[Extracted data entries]
----
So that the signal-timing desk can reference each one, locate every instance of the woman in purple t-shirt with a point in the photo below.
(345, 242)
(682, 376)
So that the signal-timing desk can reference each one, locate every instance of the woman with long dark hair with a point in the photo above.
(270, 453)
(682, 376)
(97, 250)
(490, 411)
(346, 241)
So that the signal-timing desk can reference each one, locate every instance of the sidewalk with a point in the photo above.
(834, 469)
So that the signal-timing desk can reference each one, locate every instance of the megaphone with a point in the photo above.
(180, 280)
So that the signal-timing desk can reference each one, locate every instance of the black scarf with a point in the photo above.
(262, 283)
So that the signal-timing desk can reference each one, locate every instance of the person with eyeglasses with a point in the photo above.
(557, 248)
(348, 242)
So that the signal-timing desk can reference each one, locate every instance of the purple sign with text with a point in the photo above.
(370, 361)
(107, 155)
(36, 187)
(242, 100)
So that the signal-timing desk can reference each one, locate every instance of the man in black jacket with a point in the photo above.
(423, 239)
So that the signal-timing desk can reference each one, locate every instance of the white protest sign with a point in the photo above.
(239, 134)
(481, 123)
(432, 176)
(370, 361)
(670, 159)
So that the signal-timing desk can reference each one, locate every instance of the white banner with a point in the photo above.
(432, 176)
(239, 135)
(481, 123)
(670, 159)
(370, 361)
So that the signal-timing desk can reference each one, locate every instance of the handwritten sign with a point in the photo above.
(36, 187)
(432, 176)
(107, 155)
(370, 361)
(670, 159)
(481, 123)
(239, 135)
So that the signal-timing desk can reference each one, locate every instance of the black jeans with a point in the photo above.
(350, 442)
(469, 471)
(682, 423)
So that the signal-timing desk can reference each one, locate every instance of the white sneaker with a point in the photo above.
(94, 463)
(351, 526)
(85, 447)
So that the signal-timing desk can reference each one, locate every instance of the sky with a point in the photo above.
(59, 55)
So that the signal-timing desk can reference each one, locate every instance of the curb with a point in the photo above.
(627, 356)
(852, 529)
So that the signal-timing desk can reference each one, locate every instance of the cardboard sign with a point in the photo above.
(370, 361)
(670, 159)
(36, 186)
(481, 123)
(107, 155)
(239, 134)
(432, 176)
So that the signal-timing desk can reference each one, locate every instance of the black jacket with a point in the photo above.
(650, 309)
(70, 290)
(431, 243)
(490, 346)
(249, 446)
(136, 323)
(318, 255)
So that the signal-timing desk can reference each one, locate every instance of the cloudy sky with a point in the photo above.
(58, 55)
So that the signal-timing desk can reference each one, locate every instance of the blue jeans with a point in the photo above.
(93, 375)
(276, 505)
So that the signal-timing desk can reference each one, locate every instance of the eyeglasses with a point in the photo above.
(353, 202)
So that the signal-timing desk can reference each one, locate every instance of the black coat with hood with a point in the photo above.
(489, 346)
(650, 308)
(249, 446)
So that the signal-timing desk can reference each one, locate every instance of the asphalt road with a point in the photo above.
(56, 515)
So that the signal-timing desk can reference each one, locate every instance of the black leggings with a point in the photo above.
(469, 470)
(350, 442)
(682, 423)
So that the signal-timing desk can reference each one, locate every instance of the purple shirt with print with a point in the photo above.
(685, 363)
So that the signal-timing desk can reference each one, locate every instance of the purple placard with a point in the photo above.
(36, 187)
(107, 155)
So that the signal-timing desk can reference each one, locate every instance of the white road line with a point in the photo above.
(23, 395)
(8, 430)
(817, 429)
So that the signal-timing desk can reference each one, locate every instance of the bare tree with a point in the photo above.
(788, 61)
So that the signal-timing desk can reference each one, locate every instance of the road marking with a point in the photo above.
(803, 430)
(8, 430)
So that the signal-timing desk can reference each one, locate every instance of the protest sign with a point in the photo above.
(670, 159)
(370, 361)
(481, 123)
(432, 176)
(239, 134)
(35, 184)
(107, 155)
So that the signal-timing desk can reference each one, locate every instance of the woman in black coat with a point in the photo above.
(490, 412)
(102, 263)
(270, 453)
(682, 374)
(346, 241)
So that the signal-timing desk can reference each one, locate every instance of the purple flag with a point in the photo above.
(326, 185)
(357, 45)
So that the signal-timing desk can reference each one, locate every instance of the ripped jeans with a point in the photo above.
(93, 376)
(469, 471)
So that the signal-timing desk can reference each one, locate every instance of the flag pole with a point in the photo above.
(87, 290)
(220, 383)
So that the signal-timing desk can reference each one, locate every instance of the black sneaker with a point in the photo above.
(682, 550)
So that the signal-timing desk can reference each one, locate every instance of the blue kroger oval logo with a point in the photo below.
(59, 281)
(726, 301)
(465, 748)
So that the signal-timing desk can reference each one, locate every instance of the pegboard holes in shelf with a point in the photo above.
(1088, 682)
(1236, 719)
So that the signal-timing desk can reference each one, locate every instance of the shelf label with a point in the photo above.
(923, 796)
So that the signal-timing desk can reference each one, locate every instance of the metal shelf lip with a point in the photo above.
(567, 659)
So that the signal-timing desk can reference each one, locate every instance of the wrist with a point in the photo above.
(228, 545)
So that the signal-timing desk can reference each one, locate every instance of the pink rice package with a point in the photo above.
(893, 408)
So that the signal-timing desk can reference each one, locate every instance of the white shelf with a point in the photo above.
----
ACTIVITY | The records above are to be given again in full, exactly.

SOLUTION FOR THIS TASK |
So that the signal-timing desk can reference each one, locate every instance of the woman in purple t-shirt with a point in the photo below.
(345, 242)
(682, 376)
So that the signal-timing desk can reference each one, locate every instance of the woman with long dark hair with a point in the photo above.
(270, 453)
(682, 376)
(97, 250)
(490, 411)
(346, 241)
So that the signal-timing desk can reference each one, locate every instance of the sidewalk with a point in the photo above.
(834, 469)
So that the signal-timing desk can reference each one, locate every instance of the megaphone with a point in the photo above.
(180, 280)
So that the signal-timing desk can reference each one, locate every instance of the black scarf with a point in the photo above.
(262, 283)
So that the signal-timing desk can reference each one, locate every instance of the person with eyeglasses with a point in the photo above.
(557, 248)
(348, 242)
So that the signal-timing desk can reference each one, locate every instance of the purple sign with text with a point in the photo above.
(370, 361)
(107, 155)
(36, 187)
(242, 100)
So that the signal-timing desk can reference each one, locate every instance of the man in black jacket with a point in the photo above.
(423, 239)
So that the signal-timing desk can reference each one, locate every instance of the white protest sign with a point in the photo above.
(239, 134)
(481, 123)
(432, 176)
(370, 361)
(670, 159)
So that the signal-timing desk can reference each one, locate every instance of the white banner with a point in the photo above.
(432, 176)
(239, 135)
(481, 123)
(670, 159)
(370, 361)
So that the signal-timing desk can reference each one, locate every instance of the handwritten sign with a point in the photo above.
(36, 187)
(432, 176)
(107, 155)
(370, 361)
(670, 159)
(481, 123)
(239, 135)
So that the signal-timing desk can reference each one, locate every instance of the black jeans with a point in the photo above.
(350, 442)
(469, 471)
(682, 423)
So that the signal-timing desk can reference each one, locate every instance of the white sneaker with a point in the photo above.
(94, 463)
(351, 526)
(85, 447)
So that the signal-timing desk can reference each one, locate every instance of the sky with a point in the photo above.
(59, 55)
So that the signal-timing desk can reference each one, locate every instance of the curb with a point in the photo above.
(627, 356)
(852, 529)
So that the signal-timing desk can reference each one, locate every instance of the cardboard sign with a point in the photo above.
(370, 361)
(670, 159)
(36, 186)
(481, 123)
(107, 155)
(239, 134)
(432, 176)
So that the signal-timing desk can reference each one, locate every instance of the black jacket with a point in the photo above.
(650, 309)
(70, 290)
(431, 243)
(490, 346)
(249, 446)
(136, 323)
(318, 255)
So that the signal-timing desk can reference each one, locate every instance of the cloudy sky with a point in the photo above.
(58, 55)
So that the signal-timing desk can reference each one, locate every instance of the blue jeans with a point in the photo above.
(93, 375)
(276, 505)
So that the signal-timing desk can reference each one, locate every instance of the eyeglasses with a point in the photo above.
(353, 202)
So that the signal-timing desk can reference each one, locate every instance of the black coat with hood with a point in the photo above.
(489, 346)
(650, 308)
(249, 446)
So that the signal-timing desk can reference each one, locate every instance of the asphalt road with a point in the photo above.
(56, 515)
So that the signal-timing desk can reference each one, locate every instance of the black leggings with a point in the photo above.
(469, 470)
(350, 442)
(682, 423)
So that the signal-timing desk can reference each one, locate every instance of the purple shirt with print with a point in the photo above.
(685, 363)
So that the signal-timing desk can reference each one, locate every instance of the purple placard with a point in the photo above.
(36, 187)
(107, 155)
So that the signal-timing desk can reference each one, locate every instance of the white road line with a point in the photo above.
(23, 395)
(8, 430)
(817, 429)
So that the signal-timing desk can reference each one, locate every instance of the bare tree with a point in the photo above.
(788, 61)
So that the signal-timing desk can reference each one, locate every instance of the road marking with a point in the photo above.
(803, 430)
(8, 430)
So that the signal-timing desk can reference each one, locate every instance of the protest sign with a point in the photo above.
(670, 159)
(370, 361)
(481, 123)
(432, 176)
(239, 134)
(35, 184)
(107, 155)
So that the signal-timing desk can reference each one, locate every instance of the woman in black coat with a point in the photo above.
(490, 412)
(102, 263)
(270, 453)
(682, 374)
(346, 241)
So that the signal-timing desk can reference each one, locate every instance of the purple flag with a point in the photo above.
(326, 185)
(357, 45)
So that the signal-timing desk can reference each one, locate every instance of the ripped jeans with a point in the photo above.
(93, 376)
(469, 471)
So that the signal-timing desk can reference each one, locate every instance of the flag pole with a point in the photo above.
(87, 290)
(220, 383)
So that the signal-timing desk can reference each one, locate every instance of the black sneaker with a point in the photo above.
(682, 550)
So that the signal-timing desk can reference each one, locate every instance of the blue kroger oval logo with a point in the photo below.
(59, 281)
(726, 301)
(465, 748)
So that the signal-timing desk can reference each one, locate every instance of the pegboard holes in shelf with a point in the photo above.
(1088, 682)
(1236, 719)
So that the signal-timing desk can reference each one, locate every instance of the shelf label with a point in the photo above.
(923, 796)
So that the signal-timing desk can reference each one, locate every instance of the metal shelf lip with a point in the photo above.
(567, 659)
So that the signal-timing desk can reference each one, locate every instance of the wrist with a point in the photo above.
(228, 545)
So that the signal-timing desk can reference each one, locate every instance of the pink rice package with a point in the photo above.
(893, 408)
So that the signal-timing desk can reference each one, locate every instance of the white shelf with a point in the photo above.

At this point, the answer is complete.